>> START RECORDED DATA

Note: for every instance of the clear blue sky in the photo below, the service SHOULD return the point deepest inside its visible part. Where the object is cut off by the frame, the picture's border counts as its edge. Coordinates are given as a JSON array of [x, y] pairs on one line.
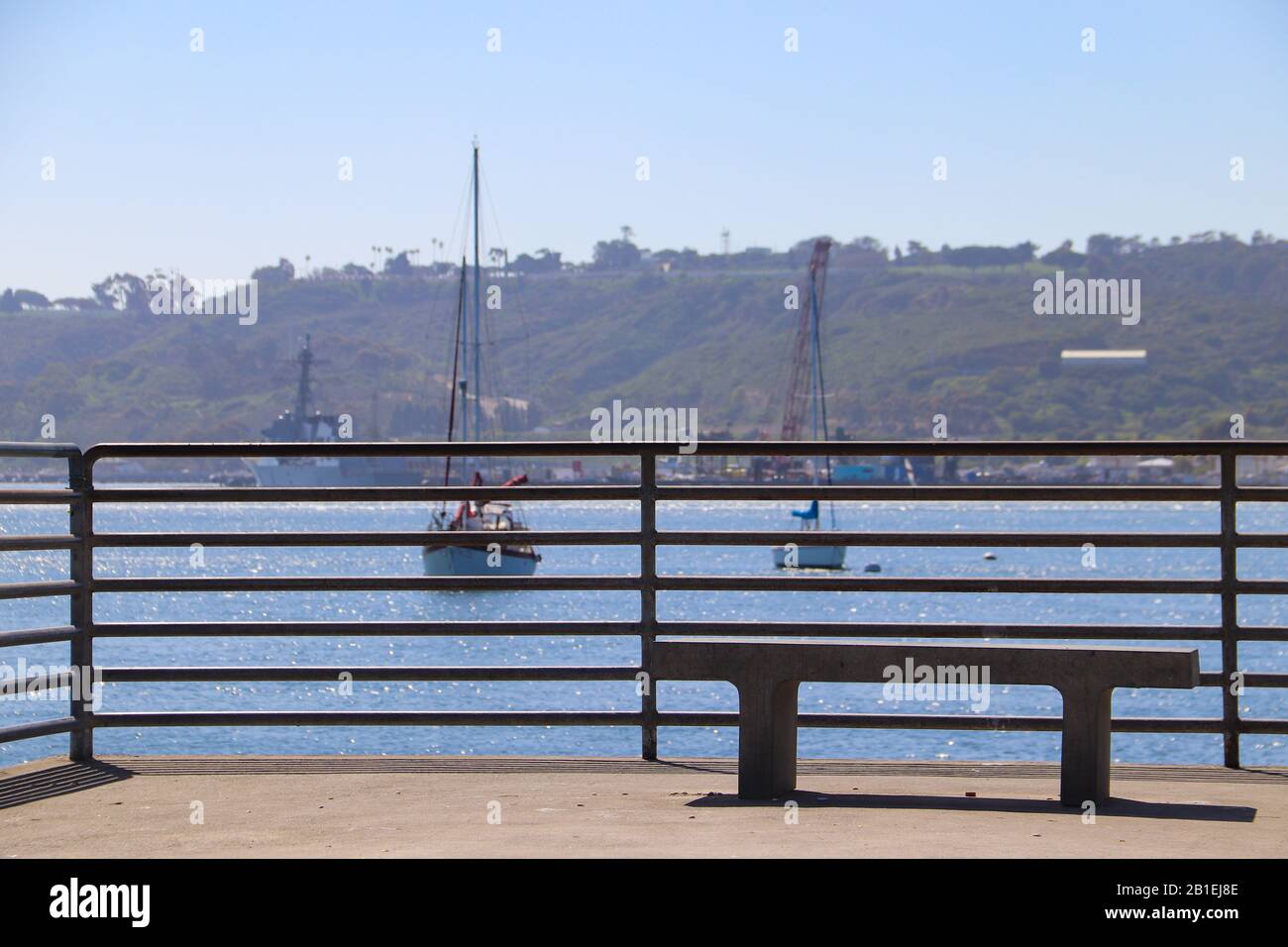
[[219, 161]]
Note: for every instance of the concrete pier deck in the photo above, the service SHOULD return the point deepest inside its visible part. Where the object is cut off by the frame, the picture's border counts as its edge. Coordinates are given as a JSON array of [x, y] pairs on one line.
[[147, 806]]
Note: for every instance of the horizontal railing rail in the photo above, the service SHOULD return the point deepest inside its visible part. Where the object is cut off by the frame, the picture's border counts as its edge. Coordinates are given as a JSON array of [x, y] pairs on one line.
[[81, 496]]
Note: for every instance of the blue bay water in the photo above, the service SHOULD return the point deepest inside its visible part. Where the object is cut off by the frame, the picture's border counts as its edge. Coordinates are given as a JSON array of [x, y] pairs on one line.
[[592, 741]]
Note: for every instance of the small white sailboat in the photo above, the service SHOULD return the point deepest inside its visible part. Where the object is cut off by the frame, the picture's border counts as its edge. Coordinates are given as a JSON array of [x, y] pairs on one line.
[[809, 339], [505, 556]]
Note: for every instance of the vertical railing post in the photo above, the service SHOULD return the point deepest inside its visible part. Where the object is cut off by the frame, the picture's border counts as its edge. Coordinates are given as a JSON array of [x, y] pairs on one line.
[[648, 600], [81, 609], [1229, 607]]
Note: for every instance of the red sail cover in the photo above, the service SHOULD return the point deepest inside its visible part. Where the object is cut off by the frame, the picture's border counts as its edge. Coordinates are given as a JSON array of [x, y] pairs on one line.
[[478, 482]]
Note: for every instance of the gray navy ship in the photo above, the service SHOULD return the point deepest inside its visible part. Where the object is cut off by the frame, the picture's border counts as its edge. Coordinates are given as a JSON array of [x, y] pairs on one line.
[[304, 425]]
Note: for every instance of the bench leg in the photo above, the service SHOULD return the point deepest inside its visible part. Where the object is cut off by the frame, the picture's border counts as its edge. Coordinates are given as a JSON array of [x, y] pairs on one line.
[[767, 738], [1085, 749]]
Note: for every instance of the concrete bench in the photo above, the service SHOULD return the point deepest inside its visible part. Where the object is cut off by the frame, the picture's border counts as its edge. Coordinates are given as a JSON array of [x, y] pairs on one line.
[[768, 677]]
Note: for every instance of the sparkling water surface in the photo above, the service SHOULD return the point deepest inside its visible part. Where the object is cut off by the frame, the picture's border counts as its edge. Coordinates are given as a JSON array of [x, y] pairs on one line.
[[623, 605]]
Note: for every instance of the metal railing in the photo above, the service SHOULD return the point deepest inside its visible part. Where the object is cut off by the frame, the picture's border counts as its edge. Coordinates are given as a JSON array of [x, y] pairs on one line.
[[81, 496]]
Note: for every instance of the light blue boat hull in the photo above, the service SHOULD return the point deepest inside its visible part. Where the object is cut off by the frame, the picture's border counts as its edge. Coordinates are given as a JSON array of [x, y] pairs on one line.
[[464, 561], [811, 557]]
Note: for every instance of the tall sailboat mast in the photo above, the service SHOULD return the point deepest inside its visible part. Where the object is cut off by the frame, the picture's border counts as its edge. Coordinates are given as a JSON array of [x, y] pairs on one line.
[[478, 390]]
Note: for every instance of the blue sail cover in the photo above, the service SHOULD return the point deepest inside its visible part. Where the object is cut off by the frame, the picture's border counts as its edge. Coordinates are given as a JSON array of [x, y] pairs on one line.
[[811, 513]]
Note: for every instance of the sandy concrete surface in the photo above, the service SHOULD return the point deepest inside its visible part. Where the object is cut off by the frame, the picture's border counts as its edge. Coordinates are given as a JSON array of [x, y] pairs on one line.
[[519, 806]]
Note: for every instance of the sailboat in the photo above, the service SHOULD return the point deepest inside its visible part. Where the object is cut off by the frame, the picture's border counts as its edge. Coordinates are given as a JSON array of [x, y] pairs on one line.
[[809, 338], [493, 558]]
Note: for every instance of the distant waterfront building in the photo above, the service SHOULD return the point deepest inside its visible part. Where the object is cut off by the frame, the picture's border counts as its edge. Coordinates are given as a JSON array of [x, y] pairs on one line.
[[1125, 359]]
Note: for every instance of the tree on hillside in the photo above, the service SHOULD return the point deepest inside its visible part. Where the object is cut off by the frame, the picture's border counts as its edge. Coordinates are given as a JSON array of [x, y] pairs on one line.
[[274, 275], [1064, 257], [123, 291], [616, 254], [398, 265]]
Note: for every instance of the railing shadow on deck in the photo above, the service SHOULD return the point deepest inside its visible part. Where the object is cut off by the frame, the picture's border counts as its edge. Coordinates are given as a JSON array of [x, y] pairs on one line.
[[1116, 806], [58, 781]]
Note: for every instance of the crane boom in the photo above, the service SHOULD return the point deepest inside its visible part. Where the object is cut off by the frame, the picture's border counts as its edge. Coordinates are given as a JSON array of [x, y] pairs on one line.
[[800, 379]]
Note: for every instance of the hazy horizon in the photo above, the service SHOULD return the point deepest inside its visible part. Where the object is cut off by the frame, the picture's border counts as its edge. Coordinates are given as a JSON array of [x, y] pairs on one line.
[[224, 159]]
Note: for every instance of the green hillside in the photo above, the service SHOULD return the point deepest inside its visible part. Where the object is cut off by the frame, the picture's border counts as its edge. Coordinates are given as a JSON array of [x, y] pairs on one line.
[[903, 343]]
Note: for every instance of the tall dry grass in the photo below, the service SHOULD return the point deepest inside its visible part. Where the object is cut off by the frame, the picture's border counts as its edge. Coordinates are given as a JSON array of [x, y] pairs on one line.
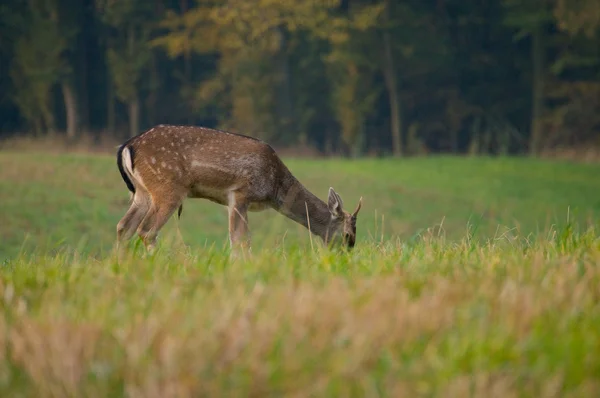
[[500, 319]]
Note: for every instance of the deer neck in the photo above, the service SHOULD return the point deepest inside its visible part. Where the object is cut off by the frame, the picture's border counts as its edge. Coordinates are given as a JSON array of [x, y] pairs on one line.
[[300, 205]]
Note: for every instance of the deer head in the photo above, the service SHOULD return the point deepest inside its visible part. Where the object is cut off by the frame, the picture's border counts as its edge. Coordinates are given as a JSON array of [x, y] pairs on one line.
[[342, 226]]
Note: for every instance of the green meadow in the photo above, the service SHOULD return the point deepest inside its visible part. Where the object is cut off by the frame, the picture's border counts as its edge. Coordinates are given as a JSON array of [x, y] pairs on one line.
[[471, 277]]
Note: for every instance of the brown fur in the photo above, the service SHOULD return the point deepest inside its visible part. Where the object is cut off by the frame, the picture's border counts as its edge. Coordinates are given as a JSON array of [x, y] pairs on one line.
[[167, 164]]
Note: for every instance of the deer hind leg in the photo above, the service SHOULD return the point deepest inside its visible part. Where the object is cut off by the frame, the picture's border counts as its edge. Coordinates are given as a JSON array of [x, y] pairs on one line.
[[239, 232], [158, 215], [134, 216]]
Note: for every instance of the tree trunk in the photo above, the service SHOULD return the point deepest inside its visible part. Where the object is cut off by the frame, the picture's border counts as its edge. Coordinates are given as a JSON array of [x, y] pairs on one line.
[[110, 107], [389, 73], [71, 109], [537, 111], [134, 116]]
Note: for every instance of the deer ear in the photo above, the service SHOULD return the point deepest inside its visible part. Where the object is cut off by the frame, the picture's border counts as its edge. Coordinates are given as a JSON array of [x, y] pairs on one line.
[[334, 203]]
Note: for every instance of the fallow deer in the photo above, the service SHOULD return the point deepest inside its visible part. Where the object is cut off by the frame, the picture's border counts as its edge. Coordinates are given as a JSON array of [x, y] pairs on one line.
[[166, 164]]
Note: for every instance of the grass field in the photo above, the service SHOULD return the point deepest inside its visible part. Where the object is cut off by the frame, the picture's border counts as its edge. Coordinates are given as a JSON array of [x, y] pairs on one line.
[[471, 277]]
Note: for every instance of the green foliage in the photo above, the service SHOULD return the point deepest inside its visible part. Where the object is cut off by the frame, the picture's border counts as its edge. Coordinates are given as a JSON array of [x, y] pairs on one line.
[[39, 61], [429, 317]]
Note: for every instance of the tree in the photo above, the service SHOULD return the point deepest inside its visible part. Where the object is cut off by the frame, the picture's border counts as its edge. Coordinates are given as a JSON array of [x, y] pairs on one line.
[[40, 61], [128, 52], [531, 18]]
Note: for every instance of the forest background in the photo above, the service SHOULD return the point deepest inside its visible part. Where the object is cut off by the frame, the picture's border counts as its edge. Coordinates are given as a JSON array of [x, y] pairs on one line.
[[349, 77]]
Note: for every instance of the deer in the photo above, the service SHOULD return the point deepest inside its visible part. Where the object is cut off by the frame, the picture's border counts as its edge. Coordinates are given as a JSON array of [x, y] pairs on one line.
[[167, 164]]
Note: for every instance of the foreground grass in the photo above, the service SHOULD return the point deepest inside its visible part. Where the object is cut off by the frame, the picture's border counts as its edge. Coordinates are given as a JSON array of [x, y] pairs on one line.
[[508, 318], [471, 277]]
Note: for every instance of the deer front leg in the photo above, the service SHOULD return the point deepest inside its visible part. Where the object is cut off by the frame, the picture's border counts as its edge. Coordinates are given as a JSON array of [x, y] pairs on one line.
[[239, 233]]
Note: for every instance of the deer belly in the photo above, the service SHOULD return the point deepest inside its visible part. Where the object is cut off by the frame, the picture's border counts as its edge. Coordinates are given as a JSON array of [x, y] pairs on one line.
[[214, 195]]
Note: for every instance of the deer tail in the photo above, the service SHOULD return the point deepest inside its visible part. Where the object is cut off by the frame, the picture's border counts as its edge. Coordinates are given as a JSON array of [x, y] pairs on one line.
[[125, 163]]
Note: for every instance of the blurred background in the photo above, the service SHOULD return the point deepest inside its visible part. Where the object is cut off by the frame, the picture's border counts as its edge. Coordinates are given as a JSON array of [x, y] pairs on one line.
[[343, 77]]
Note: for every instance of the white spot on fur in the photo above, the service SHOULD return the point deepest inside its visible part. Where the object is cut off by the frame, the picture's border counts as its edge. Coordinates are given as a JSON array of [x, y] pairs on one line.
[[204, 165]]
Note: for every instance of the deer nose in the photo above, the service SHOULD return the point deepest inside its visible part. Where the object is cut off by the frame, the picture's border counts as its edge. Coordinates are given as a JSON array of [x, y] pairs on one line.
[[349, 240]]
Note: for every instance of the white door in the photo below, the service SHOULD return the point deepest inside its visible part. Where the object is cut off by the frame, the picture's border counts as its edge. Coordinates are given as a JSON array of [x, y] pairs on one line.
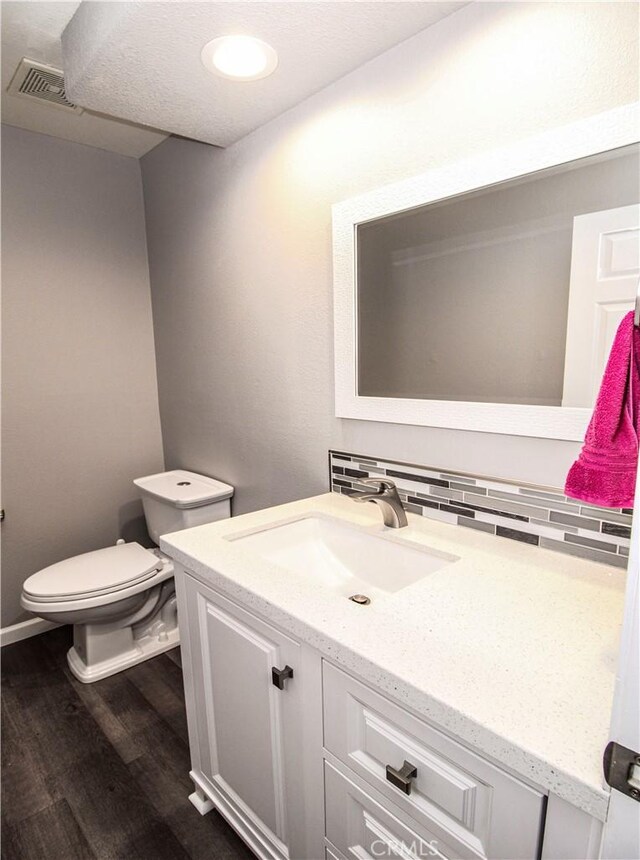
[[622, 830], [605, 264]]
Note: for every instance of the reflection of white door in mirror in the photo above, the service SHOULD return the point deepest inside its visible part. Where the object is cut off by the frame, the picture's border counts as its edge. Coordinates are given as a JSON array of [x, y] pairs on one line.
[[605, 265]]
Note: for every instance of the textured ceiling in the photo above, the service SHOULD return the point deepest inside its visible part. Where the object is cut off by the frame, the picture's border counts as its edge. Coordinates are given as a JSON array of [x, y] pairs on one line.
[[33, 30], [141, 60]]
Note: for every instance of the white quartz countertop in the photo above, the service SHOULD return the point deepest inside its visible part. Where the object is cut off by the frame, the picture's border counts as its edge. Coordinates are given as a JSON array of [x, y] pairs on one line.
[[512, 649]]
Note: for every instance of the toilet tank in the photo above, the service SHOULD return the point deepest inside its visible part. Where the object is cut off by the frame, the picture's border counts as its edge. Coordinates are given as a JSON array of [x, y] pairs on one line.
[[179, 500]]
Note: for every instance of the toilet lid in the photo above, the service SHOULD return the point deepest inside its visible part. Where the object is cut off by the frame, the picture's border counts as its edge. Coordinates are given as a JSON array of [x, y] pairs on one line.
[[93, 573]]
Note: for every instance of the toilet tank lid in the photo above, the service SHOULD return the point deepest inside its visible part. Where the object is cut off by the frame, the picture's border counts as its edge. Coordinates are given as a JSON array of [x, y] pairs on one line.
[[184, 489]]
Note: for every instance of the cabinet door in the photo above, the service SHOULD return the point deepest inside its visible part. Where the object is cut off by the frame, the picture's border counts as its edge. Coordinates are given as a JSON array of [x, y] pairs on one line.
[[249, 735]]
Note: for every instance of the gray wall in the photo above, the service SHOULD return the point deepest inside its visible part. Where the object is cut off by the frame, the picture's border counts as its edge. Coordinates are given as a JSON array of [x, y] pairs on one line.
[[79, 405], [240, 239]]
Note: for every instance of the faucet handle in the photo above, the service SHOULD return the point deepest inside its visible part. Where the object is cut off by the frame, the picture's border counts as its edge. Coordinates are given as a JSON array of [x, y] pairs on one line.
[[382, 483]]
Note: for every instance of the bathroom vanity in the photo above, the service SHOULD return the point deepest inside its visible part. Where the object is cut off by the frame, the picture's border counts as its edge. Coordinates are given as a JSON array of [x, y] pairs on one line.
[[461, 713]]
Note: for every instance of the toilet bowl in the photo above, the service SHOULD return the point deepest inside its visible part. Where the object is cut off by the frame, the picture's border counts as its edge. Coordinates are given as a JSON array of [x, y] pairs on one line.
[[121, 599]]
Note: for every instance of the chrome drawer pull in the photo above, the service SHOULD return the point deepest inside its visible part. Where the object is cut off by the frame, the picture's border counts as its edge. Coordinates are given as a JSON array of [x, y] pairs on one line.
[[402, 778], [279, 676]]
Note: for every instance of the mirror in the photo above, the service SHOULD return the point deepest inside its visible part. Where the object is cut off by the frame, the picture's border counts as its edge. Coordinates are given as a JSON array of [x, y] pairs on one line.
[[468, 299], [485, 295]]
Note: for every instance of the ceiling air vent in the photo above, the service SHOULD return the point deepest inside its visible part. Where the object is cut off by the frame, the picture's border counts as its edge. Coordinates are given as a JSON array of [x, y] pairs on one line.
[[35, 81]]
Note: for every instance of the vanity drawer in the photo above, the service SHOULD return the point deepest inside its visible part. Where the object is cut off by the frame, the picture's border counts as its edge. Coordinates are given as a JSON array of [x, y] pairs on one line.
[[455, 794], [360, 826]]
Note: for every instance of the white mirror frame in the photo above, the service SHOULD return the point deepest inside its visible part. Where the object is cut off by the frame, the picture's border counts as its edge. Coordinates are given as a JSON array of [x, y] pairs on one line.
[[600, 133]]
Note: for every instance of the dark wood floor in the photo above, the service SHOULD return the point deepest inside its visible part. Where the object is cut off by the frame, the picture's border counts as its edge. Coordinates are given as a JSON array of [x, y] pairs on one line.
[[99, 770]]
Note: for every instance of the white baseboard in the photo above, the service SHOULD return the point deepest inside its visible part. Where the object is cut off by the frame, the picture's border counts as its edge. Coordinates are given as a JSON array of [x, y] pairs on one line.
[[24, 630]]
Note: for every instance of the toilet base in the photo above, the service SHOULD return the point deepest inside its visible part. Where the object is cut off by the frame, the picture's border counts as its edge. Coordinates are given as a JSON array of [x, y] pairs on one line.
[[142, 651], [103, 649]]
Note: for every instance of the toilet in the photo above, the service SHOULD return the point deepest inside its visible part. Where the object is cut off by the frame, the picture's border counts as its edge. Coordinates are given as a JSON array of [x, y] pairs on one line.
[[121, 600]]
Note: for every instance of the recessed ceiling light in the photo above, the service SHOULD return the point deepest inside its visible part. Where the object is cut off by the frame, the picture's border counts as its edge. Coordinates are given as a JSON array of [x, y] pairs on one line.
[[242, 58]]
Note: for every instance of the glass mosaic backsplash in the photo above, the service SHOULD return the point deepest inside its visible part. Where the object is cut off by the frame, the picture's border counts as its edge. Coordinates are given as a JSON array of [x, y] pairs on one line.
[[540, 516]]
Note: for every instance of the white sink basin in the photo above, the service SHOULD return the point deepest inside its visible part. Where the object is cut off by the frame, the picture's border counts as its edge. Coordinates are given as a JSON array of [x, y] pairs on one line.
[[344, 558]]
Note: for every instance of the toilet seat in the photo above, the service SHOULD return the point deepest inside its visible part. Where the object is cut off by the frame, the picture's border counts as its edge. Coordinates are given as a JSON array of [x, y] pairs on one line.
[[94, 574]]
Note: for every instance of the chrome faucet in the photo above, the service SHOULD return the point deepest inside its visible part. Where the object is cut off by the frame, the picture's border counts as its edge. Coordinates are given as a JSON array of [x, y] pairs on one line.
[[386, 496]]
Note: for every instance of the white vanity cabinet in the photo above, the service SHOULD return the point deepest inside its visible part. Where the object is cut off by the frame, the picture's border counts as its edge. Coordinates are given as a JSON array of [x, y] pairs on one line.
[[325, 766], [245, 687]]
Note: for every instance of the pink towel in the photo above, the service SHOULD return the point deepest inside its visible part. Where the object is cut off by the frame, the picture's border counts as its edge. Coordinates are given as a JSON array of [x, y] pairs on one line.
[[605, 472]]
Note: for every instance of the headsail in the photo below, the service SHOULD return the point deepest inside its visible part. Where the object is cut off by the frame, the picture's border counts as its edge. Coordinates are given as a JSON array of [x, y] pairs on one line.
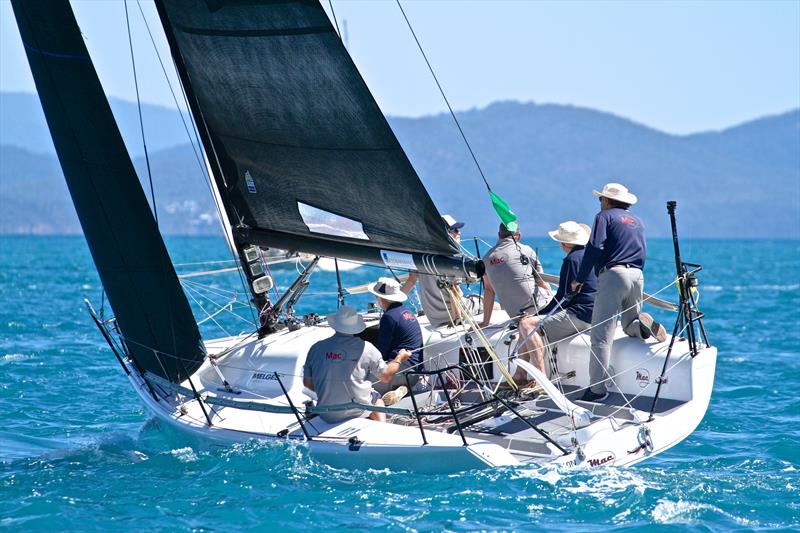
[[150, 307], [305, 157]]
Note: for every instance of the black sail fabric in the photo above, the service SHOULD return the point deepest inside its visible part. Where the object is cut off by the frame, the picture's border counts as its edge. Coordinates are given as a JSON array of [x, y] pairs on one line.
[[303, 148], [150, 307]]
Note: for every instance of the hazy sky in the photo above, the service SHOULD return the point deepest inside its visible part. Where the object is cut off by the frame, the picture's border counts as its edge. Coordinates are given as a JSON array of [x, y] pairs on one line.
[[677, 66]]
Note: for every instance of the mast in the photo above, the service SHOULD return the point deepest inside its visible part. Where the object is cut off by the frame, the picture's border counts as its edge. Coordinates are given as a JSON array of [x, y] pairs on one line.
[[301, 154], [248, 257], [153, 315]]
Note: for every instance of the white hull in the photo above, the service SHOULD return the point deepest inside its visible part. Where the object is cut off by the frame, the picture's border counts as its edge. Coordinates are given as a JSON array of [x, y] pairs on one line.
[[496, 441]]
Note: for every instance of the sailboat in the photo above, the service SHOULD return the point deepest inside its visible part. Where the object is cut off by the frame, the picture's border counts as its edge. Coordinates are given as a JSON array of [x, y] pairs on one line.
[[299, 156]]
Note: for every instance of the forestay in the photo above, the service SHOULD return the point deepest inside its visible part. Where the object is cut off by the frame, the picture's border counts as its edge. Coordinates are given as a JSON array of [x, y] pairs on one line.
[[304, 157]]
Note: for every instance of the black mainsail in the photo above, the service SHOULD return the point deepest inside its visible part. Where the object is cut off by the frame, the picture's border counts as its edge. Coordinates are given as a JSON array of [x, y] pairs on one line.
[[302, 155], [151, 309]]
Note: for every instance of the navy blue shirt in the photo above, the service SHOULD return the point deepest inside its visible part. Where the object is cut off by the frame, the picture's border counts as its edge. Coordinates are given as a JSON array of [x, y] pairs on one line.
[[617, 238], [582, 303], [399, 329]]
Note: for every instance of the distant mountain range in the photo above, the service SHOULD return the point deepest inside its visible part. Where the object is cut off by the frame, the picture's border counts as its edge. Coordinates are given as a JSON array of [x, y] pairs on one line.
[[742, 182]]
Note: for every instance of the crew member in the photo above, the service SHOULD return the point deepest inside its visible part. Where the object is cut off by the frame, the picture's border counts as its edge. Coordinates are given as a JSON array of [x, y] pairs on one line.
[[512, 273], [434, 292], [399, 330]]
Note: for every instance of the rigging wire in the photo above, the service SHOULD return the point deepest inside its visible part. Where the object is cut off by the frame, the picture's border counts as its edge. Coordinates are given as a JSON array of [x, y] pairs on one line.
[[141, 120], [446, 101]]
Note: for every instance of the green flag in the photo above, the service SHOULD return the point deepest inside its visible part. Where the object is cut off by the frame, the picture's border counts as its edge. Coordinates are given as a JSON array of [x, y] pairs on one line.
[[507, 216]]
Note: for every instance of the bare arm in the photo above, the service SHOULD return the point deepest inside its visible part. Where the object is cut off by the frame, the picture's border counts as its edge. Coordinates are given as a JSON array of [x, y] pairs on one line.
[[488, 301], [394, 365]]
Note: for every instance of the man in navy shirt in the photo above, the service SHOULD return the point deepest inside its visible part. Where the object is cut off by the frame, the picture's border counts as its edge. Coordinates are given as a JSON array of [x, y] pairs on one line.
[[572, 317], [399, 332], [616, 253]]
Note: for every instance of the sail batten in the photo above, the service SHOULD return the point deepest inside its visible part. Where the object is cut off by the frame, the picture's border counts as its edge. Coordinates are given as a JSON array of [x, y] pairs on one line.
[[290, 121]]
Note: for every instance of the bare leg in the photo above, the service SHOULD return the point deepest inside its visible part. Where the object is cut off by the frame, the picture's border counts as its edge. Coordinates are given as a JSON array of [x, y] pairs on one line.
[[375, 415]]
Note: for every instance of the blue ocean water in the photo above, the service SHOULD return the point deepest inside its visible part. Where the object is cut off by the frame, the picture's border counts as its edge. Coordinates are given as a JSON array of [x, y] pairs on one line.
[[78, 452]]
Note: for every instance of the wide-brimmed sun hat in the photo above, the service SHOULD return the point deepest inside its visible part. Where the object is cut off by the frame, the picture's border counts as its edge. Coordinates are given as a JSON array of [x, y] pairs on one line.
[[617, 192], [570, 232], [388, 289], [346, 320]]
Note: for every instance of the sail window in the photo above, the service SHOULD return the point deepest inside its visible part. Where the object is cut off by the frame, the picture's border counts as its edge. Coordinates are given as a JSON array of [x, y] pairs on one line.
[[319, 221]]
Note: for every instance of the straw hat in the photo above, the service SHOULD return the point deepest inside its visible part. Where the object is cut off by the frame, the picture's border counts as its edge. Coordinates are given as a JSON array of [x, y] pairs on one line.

>> END RECORDED DATA

* CHALLENGE
Update the stretch of the listing from the line that contains "Note: for every instance of the white mirror" through the line that contains "[[121, 600]]" by changing "SHOULD" to "MUST" and keeping everything else the same. Return only those lines.

* EXERCISE ANSWER
Note: for every instance of the white mirror frame in the photo above, the service MUST return the point deepest inside its visible part. Where the object is cut off by the frame, the picture's border counts as its edge. Coordinates are given as a JSON array of [x, y] pairs on one line.
[[600, 133]]
Note: for every instance of the dark wood floor in the photo above, the service MUST return the point deepest inside its visible part. Where the object is cut off by the frame, the picture's border counts as its edge. Coordinates are given as a JSON array of [x, y] pairs on one line.
[[99, 770]]
Note: for every instance of the white baseboard in the photo above, the service MUST return the point deepest inside its visible part. Where the object is cut off by the frame, the picture's border counts as its edge. Coordinates are given as a JSON array of [x, y] pairs on one line.
[[24, 630]]
Note: for every instance of the toilet base in the photo above, the service MUST return the point deepest inside its visible part. Where the object is cut off by the frame, the picture's border counts as its edge. Coordinates are given as a JSON array of [x, y] pairs on one line.
[[142, 651], [103, 649]]
Note: for every instance of the toilet in the photo above, the service MUST return the point deepest inside its visible part. Where the object is cut off by the frame, the picture's border counts as its edge. Coordinates are given as a JSON array of [x, y] pairs on one line.
[[121, 600]]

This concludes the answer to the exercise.